• **Collected data entries**
=-=-=-=-=

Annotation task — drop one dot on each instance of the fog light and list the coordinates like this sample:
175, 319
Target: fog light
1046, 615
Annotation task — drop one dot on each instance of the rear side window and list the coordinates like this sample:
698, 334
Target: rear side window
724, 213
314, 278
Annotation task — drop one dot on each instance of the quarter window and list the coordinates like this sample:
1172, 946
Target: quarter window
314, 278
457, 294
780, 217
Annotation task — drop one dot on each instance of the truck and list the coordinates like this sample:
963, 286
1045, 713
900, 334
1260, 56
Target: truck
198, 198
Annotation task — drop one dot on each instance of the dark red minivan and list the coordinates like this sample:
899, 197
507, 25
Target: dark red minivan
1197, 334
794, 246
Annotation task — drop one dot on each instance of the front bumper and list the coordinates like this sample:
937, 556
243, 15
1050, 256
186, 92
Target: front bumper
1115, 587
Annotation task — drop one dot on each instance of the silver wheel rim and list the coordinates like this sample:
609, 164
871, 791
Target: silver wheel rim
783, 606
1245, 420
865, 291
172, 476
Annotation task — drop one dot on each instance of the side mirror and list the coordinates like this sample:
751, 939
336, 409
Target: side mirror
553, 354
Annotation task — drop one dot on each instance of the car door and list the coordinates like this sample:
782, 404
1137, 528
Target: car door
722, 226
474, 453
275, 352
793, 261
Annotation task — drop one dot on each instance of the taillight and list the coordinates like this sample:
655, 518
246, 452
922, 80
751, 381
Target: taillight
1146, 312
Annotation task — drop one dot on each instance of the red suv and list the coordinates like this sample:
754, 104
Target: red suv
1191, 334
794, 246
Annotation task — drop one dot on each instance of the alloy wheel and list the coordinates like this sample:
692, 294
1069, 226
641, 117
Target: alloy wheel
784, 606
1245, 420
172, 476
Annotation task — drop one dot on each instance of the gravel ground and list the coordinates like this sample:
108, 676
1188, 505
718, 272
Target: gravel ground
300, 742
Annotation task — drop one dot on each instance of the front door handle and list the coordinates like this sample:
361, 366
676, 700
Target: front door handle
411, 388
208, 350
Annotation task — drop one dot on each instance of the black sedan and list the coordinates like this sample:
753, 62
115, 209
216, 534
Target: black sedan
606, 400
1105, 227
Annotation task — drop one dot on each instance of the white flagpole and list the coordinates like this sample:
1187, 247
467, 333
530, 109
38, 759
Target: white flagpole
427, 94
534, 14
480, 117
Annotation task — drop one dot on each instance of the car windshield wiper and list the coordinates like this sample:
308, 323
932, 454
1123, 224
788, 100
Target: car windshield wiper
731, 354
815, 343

=-=-=-=-=

Return the entries above exactly, each one complete.

• **REPLY**
Annotation task — drop one dot on each instance of the fog light and list the coordinates like this sample:
175, 319
Target: fog light
1046, 615
Annotation task — drop one dot on each instance of the rear side window and list the coordinates like this sample:
698, 334
Target: rear side window
724, 213
314, 278
Annotation task — drop one dot on each instance of the quarter window and list the coordinates like this sample:
1172, 946
Target: quarter window
314, 278
457, 294
780, 217
Annotation task — drop one dot on each instance of the truck and list the coordinates like this sample:
963, 286
1045, 713
900, 334
1260, 56
Target: truck
198, 198
Annotation task — drop one dot on each instance of the dark red minivan and list the coordinates like this sample:
899, 197
507, 25
Target: dark red minivan
1197, 334
794, 246
Annotation task — drop one dot on each instance of the front bumper and list the coordinates like this sample:
937, 556
243, 15
1050, 256
186, 92
Target: front bumper
1115, 587
Annotation task — drop one dot on each instance of the silver wheel rim and list the coordinates like this sample:
609, 164
871, 791
Target: silver wheel rim
783, 606
1245, 420
865, 291
172, 476
Annotation task — drop one dot on each instance of the side mirror and list the coordinates like this sample:
751, 939
336, 409
Target: side mirror
553, 354
Annotation task — drop one dot on each instance of the car door and list the coordinates like this sample:
782, 404
1137, 528
Target: car door
722, 226
474, 453
275, 352
793, 261
Annotation task — drop one dot on each instance of the taillight and list the coordinates like this sample:
655, 518
246, 452
922, 80
751, 381
Target: taillight
1146, 312
Annotation task — drop one dot on each instance of the red suv and list the coordinates like this sample:
754, 104
Target: red suv
1191, 334
794, 246
Annotation task — drop one dot on each instance of the alloy wheel and list the coordinates like this sample:
692, 294
1069, 226
641, 117
Target: alloy wheel
784, 606
1245, 420
172, 476
Annotation task — drop one dot on each instance of the gravel ground and list the coordinates like this sample:
108, 676
1188, 505
718, 272
Target: gravel ground
300, 742
Annotation task — drop one dot on each instance of the front door handle and list the coordinates like this sample:
361, 366
676, 700
Target: front door handle
411, 388
208, 350
Annotation task — drop one dot on each instance of the black sedan and list the coordinates like this sample:
753, 62
115, 209
216, 534
Target: black sedan
606, 400
1105, 227
Annotation task — drop one dot on each instance of the white flagpole and list the coordinates like this sample:
1187, 247
467, 333
530, 109
38, 759
Target: white flagpole
427, 94
534, 14
480, 117
Annotation task — drop one dot on each instance of the car windshield wiper and list the coordinates like this sample:
308, 323
932, 454
1123, 224
788, 100
Target: car windshield wiper
731, 354
815, 343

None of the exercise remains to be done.